Rewrite the records below, replacing "Give the position" with "Mark the position" everywhere it occurs and keeping every other line unchanged.

(Stored records)
* begin *

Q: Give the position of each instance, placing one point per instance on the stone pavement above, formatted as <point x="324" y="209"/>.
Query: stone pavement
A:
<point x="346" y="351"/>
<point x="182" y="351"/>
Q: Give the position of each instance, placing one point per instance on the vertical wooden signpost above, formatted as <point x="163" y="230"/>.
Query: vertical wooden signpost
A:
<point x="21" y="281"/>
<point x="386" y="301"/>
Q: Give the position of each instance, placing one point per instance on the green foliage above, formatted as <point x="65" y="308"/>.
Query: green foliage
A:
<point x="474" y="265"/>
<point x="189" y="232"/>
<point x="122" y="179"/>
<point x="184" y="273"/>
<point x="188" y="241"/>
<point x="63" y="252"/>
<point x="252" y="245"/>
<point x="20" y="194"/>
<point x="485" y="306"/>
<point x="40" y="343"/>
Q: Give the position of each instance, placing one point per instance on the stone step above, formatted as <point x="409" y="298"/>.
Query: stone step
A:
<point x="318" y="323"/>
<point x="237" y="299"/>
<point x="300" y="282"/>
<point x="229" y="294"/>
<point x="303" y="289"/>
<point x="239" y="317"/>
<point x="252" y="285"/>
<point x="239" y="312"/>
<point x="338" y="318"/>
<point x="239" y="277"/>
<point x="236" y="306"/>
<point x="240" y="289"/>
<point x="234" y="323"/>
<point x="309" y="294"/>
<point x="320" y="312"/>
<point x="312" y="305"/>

* end *

### OUTPUT FOR THIS EXERCISE
Q: Mark the position of each instance, placing one point per instance on the stone pavement above, formatted as <point x="324" y="209"/>.
Query: stone pavement
A:
<point x="346" y="351"/>
<point x="182" y="351"/>
Q: Mark the position of each instance, placing one point per instance on the vertical wooden signpost above, formatted as <point x="163" y="230"/>.
Query: vertical wooden signpost
A:
<point x="21" y="281"/>
<point x="386" y="301"/>
Q: Mark the position of each instance, placing one point per instance on the green foliage above, formatted as <point x="65" y="308"/>.
Query: green foliage
A:
<point x="474" y="265"/>
<point x="189" y="232"/>
<point x="122" y="179"/>
<point x="184" y="273"/>
<point x="188" y="241"/>
<point x="63" y="252"/>
<point x="252" y="245"/>
<point x="20" y="194"/>
<point x="485" y="306"/>
<point x="40" y="343"/>
Q: Mark the position of each instance, placing one point per instance on the stone step above, formatted as <point x="409" y="298"/>.
Query: stone step
A:
<point x="318" y="323"/>
<point x="237" y="299"/>
<point x="300" y="282"/>
<point x="229" y="294"/>
<point x="303" y="289"/>
<point x="239" y="317"/>
<point x="252" y="285"/>
<point x="239" y="312"/>
<point x="338" y="318"/>
<point x="239" y="277"/>
<point x="236" y="306"/>
<point x="240" y="289"/>
<point x="234" y="323"/>
<point x="309" y="294"/>
<point x="320" y="312"/>
<point x="312" y="305"/>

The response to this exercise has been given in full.